Stored items

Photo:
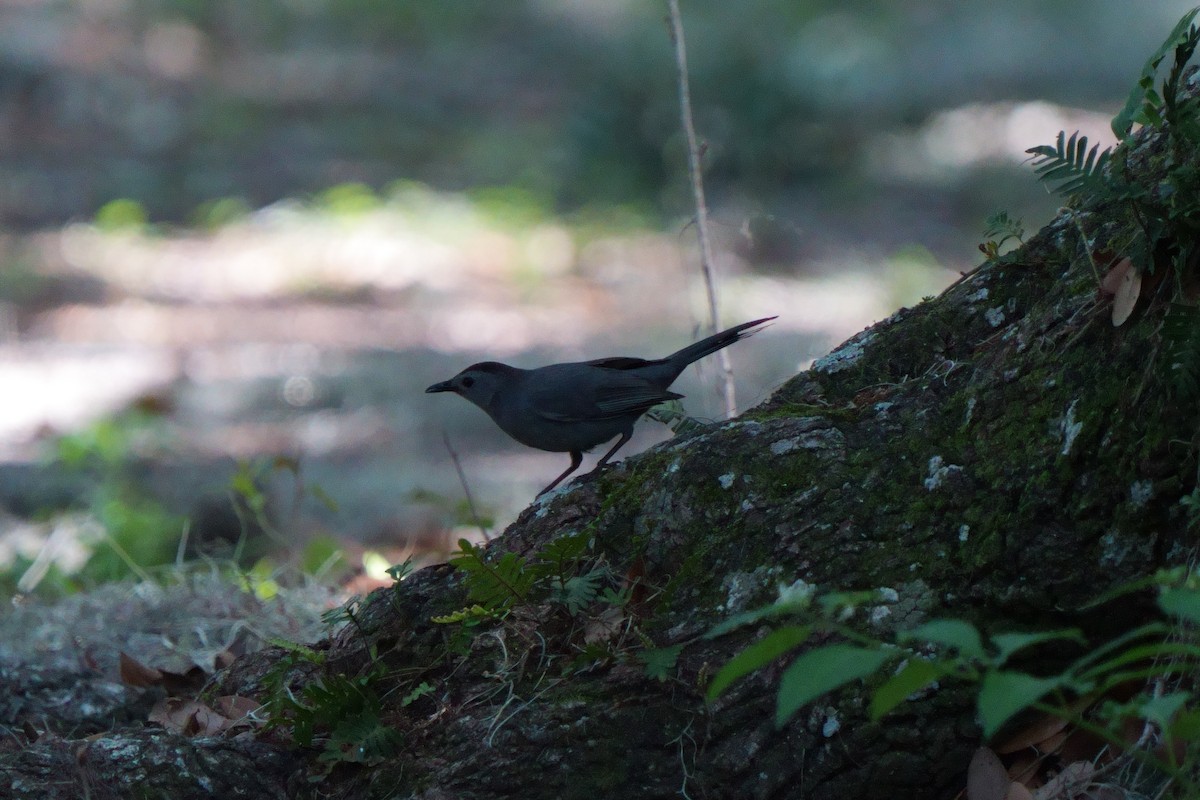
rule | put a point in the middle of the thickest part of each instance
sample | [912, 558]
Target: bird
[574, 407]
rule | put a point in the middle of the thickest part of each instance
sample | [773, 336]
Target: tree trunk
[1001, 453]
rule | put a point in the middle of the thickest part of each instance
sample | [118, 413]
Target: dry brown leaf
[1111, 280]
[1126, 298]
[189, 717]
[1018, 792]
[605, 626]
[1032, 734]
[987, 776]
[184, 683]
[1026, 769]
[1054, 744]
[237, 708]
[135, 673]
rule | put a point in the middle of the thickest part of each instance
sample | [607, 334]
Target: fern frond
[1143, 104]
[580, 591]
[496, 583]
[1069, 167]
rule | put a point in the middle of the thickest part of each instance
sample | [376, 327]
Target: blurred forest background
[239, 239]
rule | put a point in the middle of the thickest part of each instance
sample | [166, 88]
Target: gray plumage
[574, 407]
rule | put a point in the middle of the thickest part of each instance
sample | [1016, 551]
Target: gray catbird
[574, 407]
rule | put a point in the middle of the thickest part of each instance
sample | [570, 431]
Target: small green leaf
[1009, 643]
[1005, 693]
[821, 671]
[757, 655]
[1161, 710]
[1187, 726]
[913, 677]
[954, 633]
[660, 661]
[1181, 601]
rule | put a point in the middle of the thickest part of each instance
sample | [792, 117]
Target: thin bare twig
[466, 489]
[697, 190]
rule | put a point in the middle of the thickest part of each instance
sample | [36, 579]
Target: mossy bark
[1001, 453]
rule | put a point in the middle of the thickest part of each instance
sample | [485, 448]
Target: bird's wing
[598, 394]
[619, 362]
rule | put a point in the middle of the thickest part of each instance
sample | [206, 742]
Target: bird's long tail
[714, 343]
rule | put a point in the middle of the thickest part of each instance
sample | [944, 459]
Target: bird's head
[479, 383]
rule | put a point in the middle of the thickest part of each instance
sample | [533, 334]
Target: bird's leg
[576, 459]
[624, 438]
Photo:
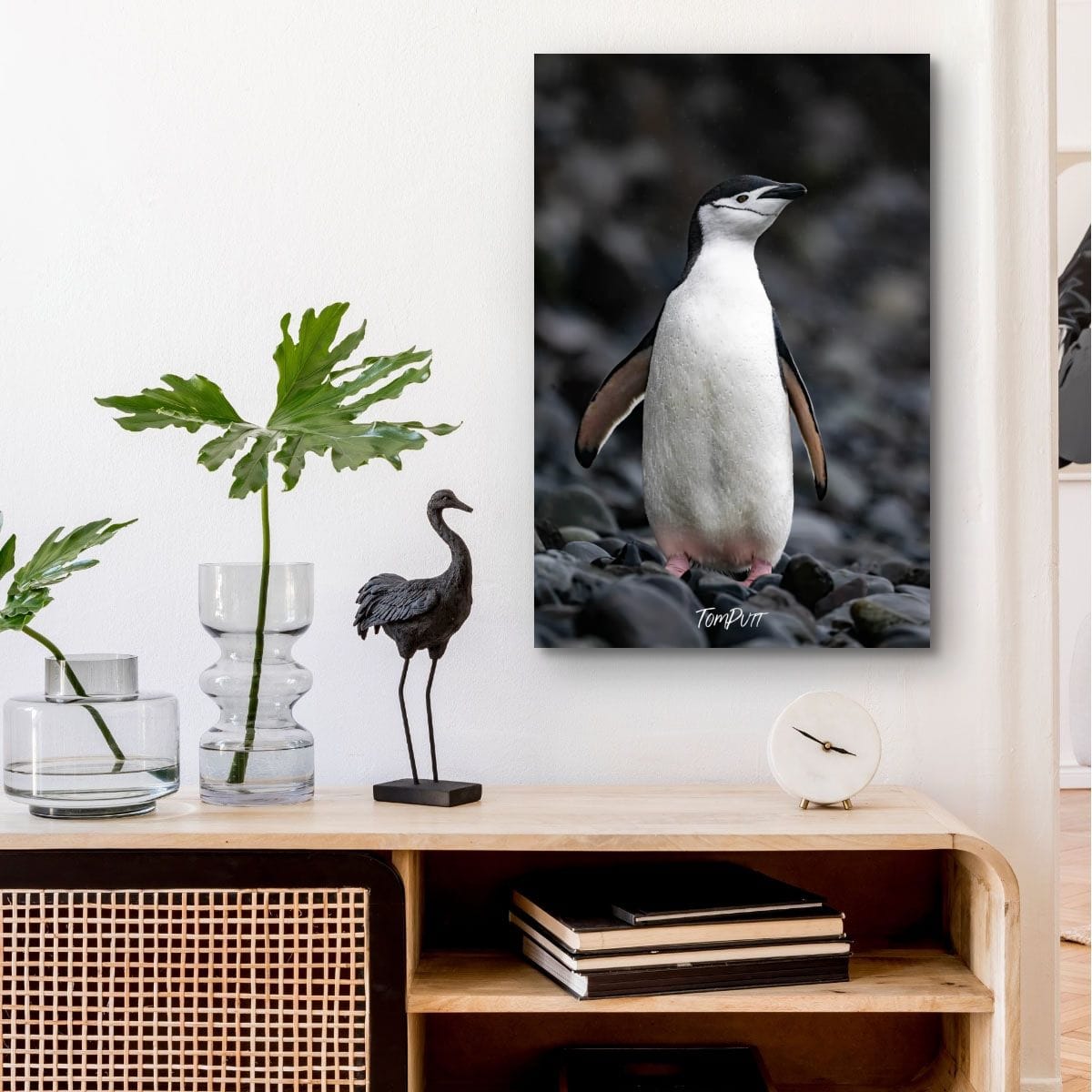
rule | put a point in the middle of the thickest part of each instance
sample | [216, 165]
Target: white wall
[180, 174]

**What needs to be done**
Only the lines from the one containing "Target: bird's wing" through the final line of the records should be retyped, exactly, with every picture omitted.

**Task response**
Target: bird's wing
[598, 394]
[619, 362]
rule | put a point in the middle of the thickest part of each instance
sample | [206, 742]
Target: bird's long tail
[714, 343]
rule | put a point in the middle of the thickest part of each instance
sample | [944, 459]
Target: bird's head
[479, 383]
rule | put a point in the middle of the thickest part of each instance
sample | [533, 334]
Target: bird's leg
[576, 459]
[624, 438]
Photo:
rule | put a point in the middle of the thickest part of each instance
sample | [216, 165]
Target: white wall
[180, 174]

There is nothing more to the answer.